* [Objective]
Reproduce the interview excerpt below word for word, from start to finish.

Start Document excerpt

It’s a pleasure to talk to you. Andrew Black is a very strange character. Hopefully I’m not too much like him, although you’re right – we both spent a long time not publishing a second novel called Maxwell’s Demon, so maybe I’d kidding myself on that front.

Why do I do interviews? Well, I suppose it’s because the things I write are important to me. They feel like children, in an odd sort of way, and I want to do everything I can to help them find their way in the world. It’s also really good to be able to talk to other people about something huge that’s been in your head for so long. To have the book out of my head and in the world feels wonderful.      

I’ll try to avoid that terrible habit again when I ask you about the time between The Raw Shark Texts, your bestseller debut novel, and Maxwell’s Demon, your second. In those thirteen years you’ve written for television and video games. Firstly, have those other forms inflected how you’ve written this novel?

End Document excerpt
Start Information provided

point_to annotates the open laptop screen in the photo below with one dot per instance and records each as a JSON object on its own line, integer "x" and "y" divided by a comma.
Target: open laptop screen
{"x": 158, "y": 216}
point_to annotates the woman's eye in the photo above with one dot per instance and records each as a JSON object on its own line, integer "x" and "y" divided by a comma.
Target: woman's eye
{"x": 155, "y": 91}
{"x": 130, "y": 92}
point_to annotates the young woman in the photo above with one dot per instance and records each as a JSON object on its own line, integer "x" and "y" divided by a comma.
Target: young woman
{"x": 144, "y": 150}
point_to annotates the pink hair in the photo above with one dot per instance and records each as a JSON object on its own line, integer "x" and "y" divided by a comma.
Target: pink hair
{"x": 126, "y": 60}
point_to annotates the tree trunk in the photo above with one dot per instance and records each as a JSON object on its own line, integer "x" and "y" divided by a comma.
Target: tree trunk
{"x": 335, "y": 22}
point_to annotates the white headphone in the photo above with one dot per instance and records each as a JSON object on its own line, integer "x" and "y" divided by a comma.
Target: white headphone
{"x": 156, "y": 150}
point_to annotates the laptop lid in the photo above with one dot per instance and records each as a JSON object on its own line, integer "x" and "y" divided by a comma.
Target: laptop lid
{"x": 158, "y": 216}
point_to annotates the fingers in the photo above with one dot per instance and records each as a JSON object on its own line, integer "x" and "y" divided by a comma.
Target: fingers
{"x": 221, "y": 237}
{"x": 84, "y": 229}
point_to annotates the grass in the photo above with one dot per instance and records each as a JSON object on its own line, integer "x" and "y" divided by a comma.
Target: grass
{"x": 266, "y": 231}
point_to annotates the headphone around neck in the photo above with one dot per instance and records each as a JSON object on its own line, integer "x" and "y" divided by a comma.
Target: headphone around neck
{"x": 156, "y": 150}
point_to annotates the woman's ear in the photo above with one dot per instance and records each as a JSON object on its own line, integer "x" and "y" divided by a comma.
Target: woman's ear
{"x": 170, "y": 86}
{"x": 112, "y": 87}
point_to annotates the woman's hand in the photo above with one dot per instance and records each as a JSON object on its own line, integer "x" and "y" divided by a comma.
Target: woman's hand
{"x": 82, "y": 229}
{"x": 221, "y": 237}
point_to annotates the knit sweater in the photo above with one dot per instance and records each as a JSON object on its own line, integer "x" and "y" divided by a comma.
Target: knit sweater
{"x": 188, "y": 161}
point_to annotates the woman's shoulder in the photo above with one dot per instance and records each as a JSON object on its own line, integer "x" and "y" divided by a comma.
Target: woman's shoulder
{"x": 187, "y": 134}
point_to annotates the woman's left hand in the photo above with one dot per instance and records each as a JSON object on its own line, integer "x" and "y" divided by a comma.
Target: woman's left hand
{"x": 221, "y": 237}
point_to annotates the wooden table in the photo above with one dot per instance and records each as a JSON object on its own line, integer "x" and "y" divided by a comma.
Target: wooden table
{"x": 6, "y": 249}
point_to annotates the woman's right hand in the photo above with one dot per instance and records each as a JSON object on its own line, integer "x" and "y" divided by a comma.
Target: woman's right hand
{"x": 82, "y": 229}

End Information provided
Start Information provided

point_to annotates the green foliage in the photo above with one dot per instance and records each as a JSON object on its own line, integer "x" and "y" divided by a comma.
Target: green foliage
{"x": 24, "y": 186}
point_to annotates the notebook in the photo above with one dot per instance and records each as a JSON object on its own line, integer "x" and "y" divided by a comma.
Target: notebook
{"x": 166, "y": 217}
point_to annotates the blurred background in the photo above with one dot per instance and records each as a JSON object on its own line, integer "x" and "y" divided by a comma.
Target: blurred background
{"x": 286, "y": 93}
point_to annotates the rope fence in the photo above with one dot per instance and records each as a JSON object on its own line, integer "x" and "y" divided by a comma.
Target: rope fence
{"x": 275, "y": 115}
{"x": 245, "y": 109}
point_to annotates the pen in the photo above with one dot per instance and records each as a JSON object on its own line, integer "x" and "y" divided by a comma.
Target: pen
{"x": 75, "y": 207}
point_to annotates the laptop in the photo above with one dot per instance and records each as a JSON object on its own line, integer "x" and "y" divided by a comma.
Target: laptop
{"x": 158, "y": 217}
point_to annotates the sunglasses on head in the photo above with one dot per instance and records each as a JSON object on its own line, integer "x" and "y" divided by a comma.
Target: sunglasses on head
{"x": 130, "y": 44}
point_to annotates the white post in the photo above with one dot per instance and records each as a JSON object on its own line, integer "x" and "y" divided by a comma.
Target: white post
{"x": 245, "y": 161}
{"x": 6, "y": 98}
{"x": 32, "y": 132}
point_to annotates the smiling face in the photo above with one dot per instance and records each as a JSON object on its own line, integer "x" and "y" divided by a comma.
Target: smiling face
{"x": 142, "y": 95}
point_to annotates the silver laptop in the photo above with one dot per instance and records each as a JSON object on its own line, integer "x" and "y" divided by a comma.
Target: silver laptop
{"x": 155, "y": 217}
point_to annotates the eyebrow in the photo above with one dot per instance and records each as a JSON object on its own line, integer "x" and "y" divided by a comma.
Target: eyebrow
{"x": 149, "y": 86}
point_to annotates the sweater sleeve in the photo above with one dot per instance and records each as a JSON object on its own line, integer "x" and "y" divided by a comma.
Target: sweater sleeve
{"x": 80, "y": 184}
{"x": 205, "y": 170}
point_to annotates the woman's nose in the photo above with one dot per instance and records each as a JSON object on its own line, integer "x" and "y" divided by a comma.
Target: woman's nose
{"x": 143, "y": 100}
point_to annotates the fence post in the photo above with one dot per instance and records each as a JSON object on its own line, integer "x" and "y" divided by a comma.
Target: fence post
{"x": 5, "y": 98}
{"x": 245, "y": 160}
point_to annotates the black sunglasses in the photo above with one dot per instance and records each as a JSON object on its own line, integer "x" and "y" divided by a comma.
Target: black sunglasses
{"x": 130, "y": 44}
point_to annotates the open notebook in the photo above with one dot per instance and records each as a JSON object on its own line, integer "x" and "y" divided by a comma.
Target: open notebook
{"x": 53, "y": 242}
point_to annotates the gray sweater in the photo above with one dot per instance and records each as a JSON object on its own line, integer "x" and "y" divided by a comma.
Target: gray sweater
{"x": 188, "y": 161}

End Information provided

* [Finished answer]
It’s a pleasure to talk to you. Andrew Black is a very strange character. Hopefully I’m not too much like him, although you’re right – we both spent a long time not publishing a second novel called Maxwell’s Demon, so maybe I’d kidding myself on that front.

Why do I do interviews? Well, I suppose it’s because the things I write are important to me. They feel like children, in an odd sort of way, and I want to do everything I can to help them find their way in the world. It’s also really good to be able to talk to other people about something huge that’s been in your head for so long. To have the book out of my head and in the world feels wonderful.      

I’ll try to avoid that terrible habit again when I ask you about the time between The Raw Shark Texts, your bestseller debut novel, and Maxwell’s Demon, your second. In those thirteen years you’ve written for television and video games. Firstly, have those other forms inflected how you’ve written this novel?